[EXERCISE BRIEF] Copy out all the entries word for word.

[[ DATASET RECORDS, beginning ]]

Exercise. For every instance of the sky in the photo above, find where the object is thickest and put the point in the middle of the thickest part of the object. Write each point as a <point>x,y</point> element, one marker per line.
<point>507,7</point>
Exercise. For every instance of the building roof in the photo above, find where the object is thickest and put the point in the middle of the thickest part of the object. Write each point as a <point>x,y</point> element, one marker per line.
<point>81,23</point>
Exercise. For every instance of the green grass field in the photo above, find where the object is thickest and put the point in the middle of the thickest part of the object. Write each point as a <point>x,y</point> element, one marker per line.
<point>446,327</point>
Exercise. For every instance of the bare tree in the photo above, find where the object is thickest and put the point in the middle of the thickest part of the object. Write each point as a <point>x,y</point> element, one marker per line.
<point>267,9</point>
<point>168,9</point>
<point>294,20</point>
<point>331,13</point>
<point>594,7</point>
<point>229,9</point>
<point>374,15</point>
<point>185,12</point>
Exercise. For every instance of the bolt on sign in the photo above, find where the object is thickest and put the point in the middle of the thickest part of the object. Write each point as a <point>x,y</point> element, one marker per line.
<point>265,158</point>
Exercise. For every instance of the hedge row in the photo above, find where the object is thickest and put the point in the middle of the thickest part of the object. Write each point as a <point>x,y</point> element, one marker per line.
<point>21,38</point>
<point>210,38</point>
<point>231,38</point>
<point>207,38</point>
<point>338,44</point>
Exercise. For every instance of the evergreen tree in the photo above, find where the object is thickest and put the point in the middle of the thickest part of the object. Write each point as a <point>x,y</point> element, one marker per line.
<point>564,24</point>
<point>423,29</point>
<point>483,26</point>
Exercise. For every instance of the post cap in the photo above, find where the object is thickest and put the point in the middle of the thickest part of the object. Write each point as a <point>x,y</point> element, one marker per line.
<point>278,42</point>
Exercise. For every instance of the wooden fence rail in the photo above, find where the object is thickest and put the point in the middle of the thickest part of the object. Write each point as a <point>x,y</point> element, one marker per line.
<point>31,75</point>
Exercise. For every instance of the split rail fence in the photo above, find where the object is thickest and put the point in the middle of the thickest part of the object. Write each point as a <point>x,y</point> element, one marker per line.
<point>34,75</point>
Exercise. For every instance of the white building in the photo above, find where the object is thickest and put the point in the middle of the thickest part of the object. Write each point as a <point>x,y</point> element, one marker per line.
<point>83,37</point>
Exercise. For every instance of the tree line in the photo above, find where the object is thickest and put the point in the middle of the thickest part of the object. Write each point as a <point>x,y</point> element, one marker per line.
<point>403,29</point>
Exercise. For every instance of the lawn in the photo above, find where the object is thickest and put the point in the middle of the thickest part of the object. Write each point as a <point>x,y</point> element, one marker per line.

[[ DATASET RECORDS, end ]]

[WRITTEN RESPONSE]
Exercise. For every instance of the sky in the photo above, find where the object is thickest and put the point in the middle of the thickest part of the object. Write each point as a <point>x,y</point> element, one marker per line.
<point>507,7</point>
Exercise. For every instance of the building roof in the photo above, find where the object is thickest and put the point in the middle of the thickest part of the object. Write each point as a <point>x,y</point> element, one marker per line.
<point>81,23</point>
Exercise. For every instance of the green grass field in the photo above, find where the object is thickest and put the point in the middle of the thickest part of the object. Write each point as a <point>x,y</point> element, one marker per line.
<point>446,327</point>
Exercise. For every instance of the bare tree in the photo above, find where the object is thickest and put the point in the middle of the thickest part of the object. Write each point as a <point>x,y</point> element, one marker per line.
<point>267,9</point>
<point>168,9</point>
<point>294,20</point>
<point>331,13</point>
<point>594,7</point>
<point>229,9</point>
<point>374,15</point>
<point>185,12</point>
Exercise. For every instance of the bolt on sign in the photo above, find where the object is thickest and put the point in the middle of the thickest part of the object. Write each point as a <point>x,y</point> element, one marker per line.
<point>265,158</point>
Exercise. For every instance of the hedge row in the photo above, find where the object is thickest and put the point in the middle of the thickest part of the object. Write each point as a <point>x,y</point> element, one marker per line.
<point>21,38</point>
<point>210,38</point>
<point>231,38</point>
<point>207,38</point>
<point>338,44</point>
Exercise. For every instance of the evergreen tree in the photo above, find where the object is thickest and put the point in the middle of the thickest part of the object. Write each point as a <point>x,y</point> element, one marker per line.
<point>564,24</point>
<point>423,29</point>
<point>483,26</point>
Exercise. For every instance of the post cap in the photo above, find where the object is thickest and put the point in the middle of the thickest part of the object. Write each point as a <point>x,y</point> element, one marker per line.
<point>278,42</point>
Exercise. For every instance of the wooden fence rail in the photo above, find where the object is thickest and put the point in the middle of the thickest part of the object. Write each point as a <point>x,y</point> element, one marker per line.
<point>31,75</point>
Exercise. For every instance of the split rail fence in the photo above, find where the object is thickest and put the point in the middle of the thickest part of the object. Write each point as a <point>x,y</point> element, one marker per line.
<point>34,75</point>
Exercise. For every instance of the white building in the photo above, find where the object is thickest and put the point in the middle of the thickest part of the object. Write each point as a <point>x,y</point> element, one marker per line.
<point>83,37</point>
Exercise. For every instance of the tree line in the photo above, find where the object is thickest and put the point in the middle of the thickest part of the object. Write each point as a <point>x,y</point> element, one marker per line.
<point>403,29</point>
Exercise. For every instance of the lawn in the photo above, find where the object is thickest and put the point in the middle of the thickest part of the object. Write each point as a <point>x,y</point> element, one marker per line.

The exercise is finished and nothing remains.